* **The request**: Show every line in the entries below that contains the string "spectator". Count only matches with the same capitalization.

* **Data shown**:
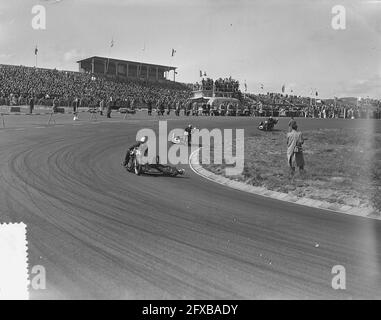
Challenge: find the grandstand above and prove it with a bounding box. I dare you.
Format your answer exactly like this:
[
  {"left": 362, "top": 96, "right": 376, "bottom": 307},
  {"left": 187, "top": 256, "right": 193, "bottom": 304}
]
[{"left": 77, "top": 56, "right": 177, "bottom": 81}]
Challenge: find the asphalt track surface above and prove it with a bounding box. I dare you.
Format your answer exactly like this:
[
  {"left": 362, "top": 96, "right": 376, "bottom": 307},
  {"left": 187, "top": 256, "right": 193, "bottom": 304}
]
[{"left": 0, "top": 115, "right": 381, "bottom": 299}]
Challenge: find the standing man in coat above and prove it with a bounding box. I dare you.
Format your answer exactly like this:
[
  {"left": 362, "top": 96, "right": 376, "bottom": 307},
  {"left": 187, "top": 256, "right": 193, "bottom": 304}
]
[
  {"left": 107, "top": 97, "right": 113, "bottom": 118},
  {"left": 29, "top": 96, "right": 34, "bottom": 114},
  {"left": 287, "top": 123, "right": 304, "bottom": 177}
]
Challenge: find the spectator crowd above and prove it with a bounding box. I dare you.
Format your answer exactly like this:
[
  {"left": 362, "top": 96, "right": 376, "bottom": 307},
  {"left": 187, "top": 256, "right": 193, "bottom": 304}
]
[
  {"left": 0, "top": 65, "right": 381, "bottom": 118},
  {"left": 0, "top": 65, "right": 191, "bottom": 107}
]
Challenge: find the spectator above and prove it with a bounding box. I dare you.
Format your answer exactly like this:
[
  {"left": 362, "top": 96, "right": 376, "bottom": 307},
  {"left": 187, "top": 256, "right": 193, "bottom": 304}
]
[{"left": 287, "top": 123, "right": 304, "bottom": 177}]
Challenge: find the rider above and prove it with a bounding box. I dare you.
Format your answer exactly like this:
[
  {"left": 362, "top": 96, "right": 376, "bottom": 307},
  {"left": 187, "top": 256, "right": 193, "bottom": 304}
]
[
  {"left": 122, "top": 136, "right": 148, "bottom": 166},
  {"left": 184, "top": 124, "right": 193, "bottom": 147}
]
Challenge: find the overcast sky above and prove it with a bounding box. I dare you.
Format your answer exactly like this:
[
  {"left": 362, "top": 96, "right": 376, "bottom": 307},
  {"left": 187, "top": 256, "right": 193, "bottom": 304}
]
[{"left": 0, "top": 0, "right": 381, "bottom": 98}]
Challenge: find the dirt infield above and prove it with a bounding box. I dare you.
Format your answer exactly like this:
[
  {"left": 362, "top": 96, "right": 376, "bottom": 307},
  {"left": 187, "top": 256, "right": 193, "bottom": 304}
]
[{"left": 204, "top": 122, "right": 381, "bottom": 214}]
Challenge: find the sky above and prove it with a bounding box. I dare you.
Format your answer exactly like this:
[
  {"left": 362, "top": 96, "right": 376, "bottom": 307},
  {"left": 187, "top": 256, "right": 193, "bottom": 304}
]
[{"left": 0, "top": 0, "right": 381, "bottom": 98}]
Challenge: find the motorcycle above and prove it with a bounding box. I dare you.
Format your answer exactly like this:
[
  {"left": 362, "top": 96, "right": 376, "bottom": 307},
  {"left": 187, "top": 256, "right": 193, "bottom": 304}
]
[
  {"left": 258, "top": 119, "right": 278, "bottom": 131},
  {"left": 126, "top": 148, "right": 185, "bottom": 177}
]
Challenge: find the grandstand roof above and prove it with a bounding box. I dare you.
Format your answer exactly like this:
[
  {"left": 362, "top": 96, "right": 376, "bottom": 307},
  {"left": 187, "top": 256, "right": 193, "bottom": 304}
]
[{"left": 77, "top": 56, "right": 177, "bottom": 70}]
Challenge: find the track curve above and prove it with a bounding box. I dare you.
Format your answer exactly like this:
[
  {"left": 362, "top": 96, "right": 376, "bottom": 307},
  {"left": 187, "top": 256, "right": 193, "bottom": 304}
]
[{"left": 0, "top": 120, "right": 381, "bottom": 299}]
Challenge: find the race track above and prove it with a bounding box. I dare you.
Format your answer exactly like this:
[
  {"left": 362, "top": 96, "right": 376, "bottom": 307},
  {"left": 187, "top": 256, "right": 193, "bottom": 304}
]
[{"left": 0, "top": 116, "right": 381, "bottom": 299}]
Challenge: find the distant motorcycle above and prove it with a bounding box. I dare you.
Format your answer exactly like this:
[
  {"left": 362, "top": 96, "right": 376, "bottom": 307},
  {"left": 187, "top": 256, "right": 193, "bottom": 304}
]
[{"left": 258, "top": 119, "right": 278, "bottom": 131}]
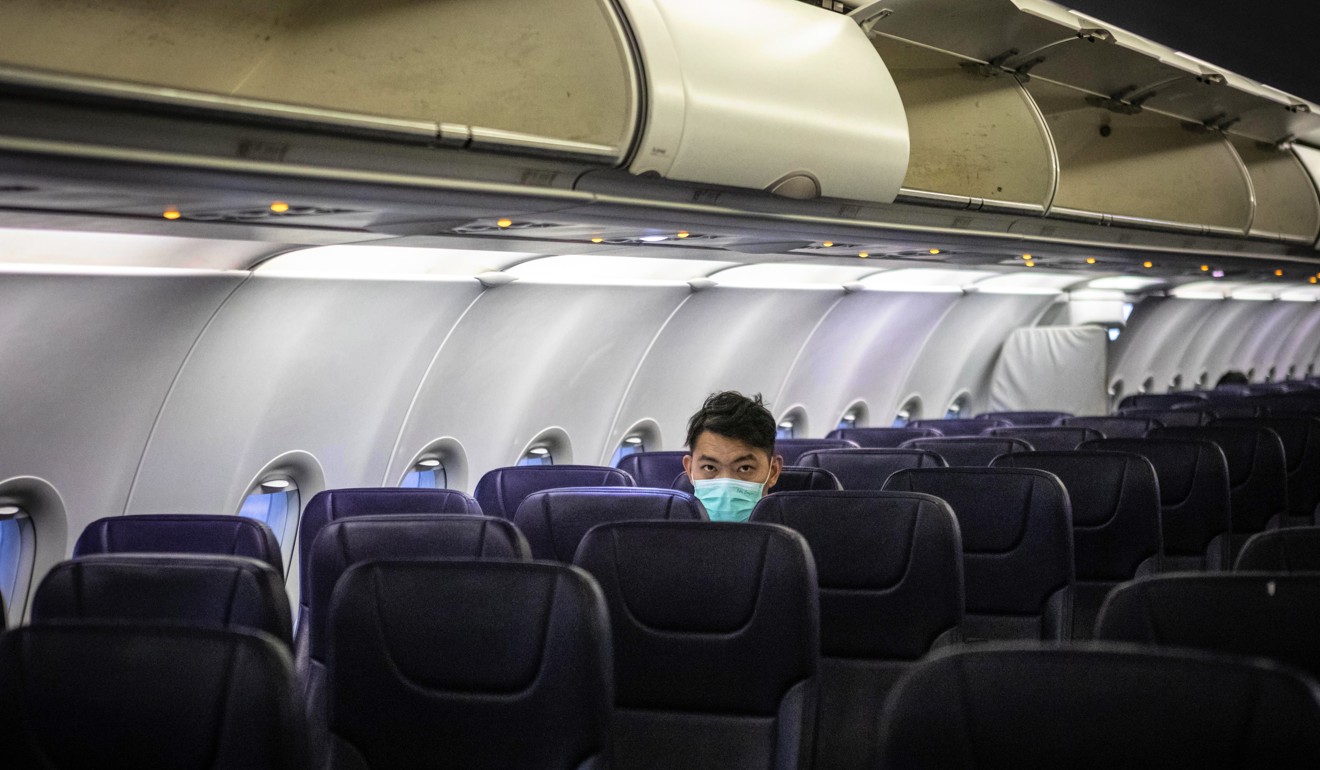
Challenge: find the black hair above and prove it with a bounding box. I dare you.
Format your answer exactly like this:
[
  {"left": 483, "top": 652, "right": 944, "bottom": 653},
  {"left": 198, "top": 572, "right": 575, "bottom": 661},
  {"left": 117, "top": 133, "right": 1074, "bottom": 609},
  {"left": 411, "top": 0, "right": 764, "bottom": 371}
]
[{"left": 688, "top": 391, "right": 775, "bottom": 454}]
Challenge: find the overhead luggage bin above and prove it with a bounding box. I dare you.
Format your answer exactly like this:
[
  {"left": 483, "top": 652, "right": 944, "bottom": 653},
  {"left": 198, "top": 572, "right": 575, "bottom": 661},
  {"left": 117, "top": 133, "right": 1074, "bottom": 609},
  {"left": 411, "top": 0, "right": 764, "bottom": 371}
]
[{"left": 620, "top": 0, "right": 908, "bottom": 202}]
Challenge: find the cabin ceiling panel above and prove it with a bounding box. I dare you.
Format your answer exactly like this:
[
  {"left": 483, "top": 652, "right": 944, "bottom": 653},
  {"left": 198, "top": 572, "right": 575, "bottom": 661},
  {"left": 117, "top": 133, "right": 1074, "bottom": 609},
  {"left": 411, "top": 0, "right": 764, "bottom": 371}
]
[
  {"left": 0, "top": 0, "right": 638, "bottom": 156},
  {"left": 0, "top": 273, "right": 243, "bottom": 545},
  {"left": 128, "top": 276, "right": 480, "bottom": 514}
]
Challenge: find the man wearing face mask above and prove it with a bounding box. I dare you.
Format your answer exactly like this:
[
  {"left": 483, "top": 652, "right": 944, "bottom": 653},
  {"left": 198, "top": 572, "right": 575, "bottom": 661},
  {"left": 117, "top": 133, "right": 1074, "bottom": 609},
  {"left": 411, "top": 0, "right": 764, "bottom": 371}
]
[{"left": 682, "top": 391, "right": 784, "bottom": 522}]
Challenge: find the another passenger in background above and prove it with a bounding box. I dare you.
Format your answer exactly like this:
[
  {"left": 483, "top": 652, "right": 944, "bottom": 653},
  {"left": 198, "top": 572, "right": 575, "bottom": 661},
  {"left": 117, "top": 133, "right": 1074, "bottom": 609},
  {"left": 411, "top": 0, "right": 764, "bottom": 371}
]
[{"left": 682, "top": 391, "right": 784, "bottom": 522}]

* **Solution**:
Challenge: find the spectator crowd above and prove it with a bounding box. I dare you.
Challenge: find the spectator above and prove it with a bounding box. I dare you.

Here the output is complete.